_Suas tarefas_.
- 1) No trecho sobre o Grupo Somos, em que ano o grupo foi oficialmente fundado com esse nome?
- 2) Reproduza, do trecho sobre o Grupo Somos, a passagem que vai de "Desde o período" até "um grupo social.".

_Trecho da fonte_.
Desde o período varguista, os homossexuais vinham se juntando para discutir a construção da sexualidade brasileira. Isso se deu, principalmente por conta do surgimento das primeiras universidades no país. Já no período da ditadura militar, com um forte movimento estudantil, a esquerda passou a envolver as minorias em seus planos secundários, mais para atrair filiados do que para propor ações efetivas. Ou seja, os homossexuais ainda não se relacionavam como um grupo social.

Foi no mesmo ano da criação do jornal Lampião (1978) que uma turma de jovens, principalmente atores, profissionais liberais e estudantes, começou a se reunir para discutir sobre a homossexualidade de forma liberacionista. No princípio, os encontros se concentraram nas experiências dos membros enquanto homossexuais. A ideia partiu do princípio de se criar um coletivo que atuasse na realidade começando por eles próprios antes do “outro”.

“Brotavam temas ligados à quebra de papéis sexuais, à ruptura do modelo heterossexista de relacionamento amoroso e à polivalência amorosa como proposta potencialmente transformadora”, conta João Silvério Trevisan, membro do grupo, em seu livro Devassos no paraíso. Com esse modelo surgia o primeiro grupo social GLBT do Brasil. Mas ele só foi oficialmente fundado com o nome de Grupo Somos em 1979, depois de um debate na USP, onde se opuseram aos estudantes universitários de esquerda que defendiam uma “razão maior” pelo dogma da luta de classes.

Deste grupo surgiram muitos outros em todos os estados brasileiros. O Somos cresceu, virou referência. E o que podemos aprender com ele? Além de toda a sua história de luta, o Somos ensina também que a desconstrução começa dentro de cada um de nós.

[Registros do conjunto de dados sobre a localização de objetos]
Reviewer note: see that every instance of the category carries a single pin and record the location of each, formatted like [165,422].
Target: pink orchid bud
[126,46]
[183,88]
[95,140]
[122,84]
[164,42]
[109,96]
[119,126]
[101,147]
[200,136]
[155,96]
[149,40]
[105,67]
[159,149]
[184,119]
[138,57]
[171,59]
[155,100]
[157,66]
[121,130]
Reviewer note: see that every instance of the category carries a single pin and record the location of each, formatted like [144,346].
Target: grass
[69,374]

_Soluções detalhadas_.
- 1) Em 1979.

- 2)
Desde o período varguista, os homossexuais vinham se juntando para discutir a construção da sexualidade brasileira. Isso se deu, principalmente por conta do surgimento das primeiras universidades no país. Já no período da ditadura militar, com um forte movimento estudantil, a esquerda passou a envolver as minorias em seus planos secundários, mais para atrair filiados do que para propor ações efetivas. Ou seja, os homossexuais ainda não se relacionavam como um grupo social.